▸ What is expected:
Extract every line of the data that contains the string "green", treating uppercase and lowercase as different.

▸ Entries shown:

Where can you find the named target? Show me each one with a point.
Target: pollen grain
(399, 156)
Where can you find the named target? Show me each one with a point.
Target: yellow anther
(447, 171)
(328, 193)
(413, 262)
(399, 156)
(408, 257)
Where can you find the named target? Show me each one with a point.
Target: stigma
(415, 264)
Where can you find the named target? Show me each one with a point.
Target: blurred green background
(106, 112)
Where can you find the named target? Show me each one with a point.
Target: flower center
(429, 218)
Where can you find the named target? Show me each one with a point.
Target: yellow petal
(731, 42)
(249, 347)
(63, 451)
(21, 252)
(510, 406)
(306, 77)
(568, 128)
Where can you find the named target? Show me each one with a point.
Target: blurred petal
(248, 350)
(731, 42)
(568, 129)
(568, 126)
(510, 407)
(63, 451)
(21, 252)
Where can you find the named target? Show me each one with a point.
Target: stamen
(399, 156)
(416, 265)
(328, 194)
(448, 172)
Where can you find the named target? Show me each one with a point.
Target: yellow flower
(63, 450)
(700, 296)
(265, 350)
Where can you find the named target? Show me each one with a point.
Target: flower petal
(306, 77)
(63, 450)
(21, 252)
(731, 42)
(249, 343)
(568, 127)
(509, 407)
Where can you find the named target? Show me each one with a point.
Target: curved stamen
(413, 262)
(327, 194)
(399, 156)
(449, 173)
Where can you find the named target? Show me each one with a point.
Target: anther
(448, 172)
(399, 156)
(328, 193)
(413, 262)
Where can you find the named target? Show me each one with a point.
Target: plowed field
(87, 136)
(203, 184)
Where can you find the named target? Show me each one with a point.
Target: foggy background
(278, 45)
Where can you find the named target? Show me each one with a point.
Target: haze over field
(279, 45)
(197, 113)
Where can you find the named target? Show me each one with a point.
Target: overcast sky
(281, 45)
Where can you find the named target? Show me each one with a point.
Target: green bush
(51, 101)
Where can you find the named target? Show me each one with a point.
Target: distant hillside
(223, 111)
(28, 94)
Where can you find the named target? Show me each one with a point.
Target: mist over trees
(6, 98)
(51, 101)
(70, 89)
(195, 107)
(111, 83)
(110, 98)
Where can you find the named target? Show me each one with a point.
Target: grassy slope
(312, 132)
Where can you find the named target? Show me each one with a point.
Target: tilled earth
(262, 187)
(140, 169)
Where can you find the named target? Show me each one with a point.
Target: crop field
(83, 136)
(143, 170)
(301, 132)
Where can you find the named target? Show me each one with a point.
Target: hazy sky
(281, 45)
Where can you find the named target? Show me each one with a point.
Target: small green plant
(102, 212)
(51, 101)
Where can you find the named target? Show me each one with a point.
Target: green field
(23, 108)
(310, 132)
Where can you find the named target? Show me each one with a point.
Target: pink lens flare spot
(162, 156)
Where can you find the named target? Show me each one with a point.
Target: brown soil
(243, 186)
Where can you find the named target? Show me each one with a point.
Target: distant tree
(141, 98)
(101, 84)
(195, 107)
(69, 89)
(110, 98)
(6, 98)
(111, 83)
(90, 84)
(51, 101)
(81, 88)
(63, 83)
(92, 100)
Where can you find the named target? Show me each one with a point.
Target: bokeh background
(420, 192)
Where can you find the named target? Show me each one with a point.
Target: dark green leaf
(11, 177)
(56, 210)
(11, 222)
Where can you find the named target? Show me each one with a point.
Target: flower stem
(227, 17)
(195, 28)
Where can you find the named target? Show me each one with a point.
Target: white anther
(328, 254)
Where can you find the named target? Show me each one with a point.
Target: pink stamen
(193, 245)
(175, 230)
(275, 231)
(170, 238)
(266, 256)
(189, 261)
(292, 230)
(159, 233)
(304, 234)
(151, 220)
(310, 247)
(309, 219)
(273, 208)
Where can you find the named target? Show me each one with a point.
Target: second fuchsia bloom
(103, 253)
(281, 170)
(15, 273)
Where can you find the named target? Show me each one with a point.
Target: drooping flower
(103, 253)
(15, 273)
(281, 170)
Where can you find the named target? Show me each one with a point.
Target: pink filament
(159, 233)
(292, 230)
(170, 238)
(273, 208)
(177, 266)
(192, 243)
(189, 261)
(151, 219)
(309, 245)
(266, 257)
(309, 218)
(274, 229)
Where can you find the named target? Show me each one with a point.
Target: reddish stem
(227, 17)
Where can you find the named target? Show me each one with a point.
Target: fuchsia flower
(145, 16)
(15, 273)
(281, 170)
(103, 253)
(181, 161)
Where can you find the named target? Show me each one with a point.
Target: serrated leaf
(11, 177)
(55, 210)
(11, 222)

▸ Final result:
Target: blurred green background
Target: green bush
Target: small green plant
Target: green field
Target: dark green leaf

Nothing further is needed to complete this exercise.